Ажиотаж вокруг последнего фильма Никиты Михалкова поутих — кончились майские праздники, к которым была приурочена премьера. Правда, случится еще один всплеск — в тот момент, когда зрителям будет предъявлена последняя часть фильма, которая, как говорят, называется «Цитадель». О пользе неудачных фильмов рассуждает известный писатель Владимир БЕРЕЗИН.
Этот фильм называют то «Утомленное солнце — 2», то «Утомленные солнцем — 2», то «УС-2», то, собственно, «Предстояние», а множество людей топают ногами и придумывают ему совсем уже неприличные названия. Людей возмущенных было предостаточно, и голоса тех, кому фильм понравился, тонули в хоре злопыхателей. Как-то все нахмурилось, и, как писал Евгений Попов, «самое природа, казалось, тоже замерла или перекуривает, опасаясь, как бы ее не выпороли».

◆ Исходные материалы
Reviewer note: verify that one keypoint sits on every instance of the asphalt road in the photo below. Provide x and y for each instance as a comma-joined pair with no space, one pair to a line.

◆ Задания
1. Приведите фрагмент текста о фильме «Предстояние» между «Ажиотаж вокруг последнего» и «писатель Владимир БЕРЕЗИН.» включительно, заменив «майские праздники» на «новогодние праздники».
2. Какой писатель, согласно тексту о фильме «Предстояние», рассуждает о пользе неудачных фильмов?
3. Переведите на английский язык предложение из текста о фильме «Предстояние»: «Людей возмущенных было предостаточно, и голоса тех, кому фильм понравился, тонули в хоре злопыхателей.»

◆ Ответы к заданиям
1.
Ажиотаж вокруг последнего фильма Никиты Михалкова поутих — кончились новогодние праздники, к которым была приурочена премьера. Правда, случится еще один всплеск — в тот момент, когда зрителям будет предъявлена последняя часть фильма, которая, как говорят, называется «Цитадель». О пользе неудачных фильмов рассуждает известный писатель Владимир БЕРЕЗИН.

2. Владимир Березин.

3. There were plenty of indignant people, and the voices of those who liked the film were drowned out in a chorus of detractors.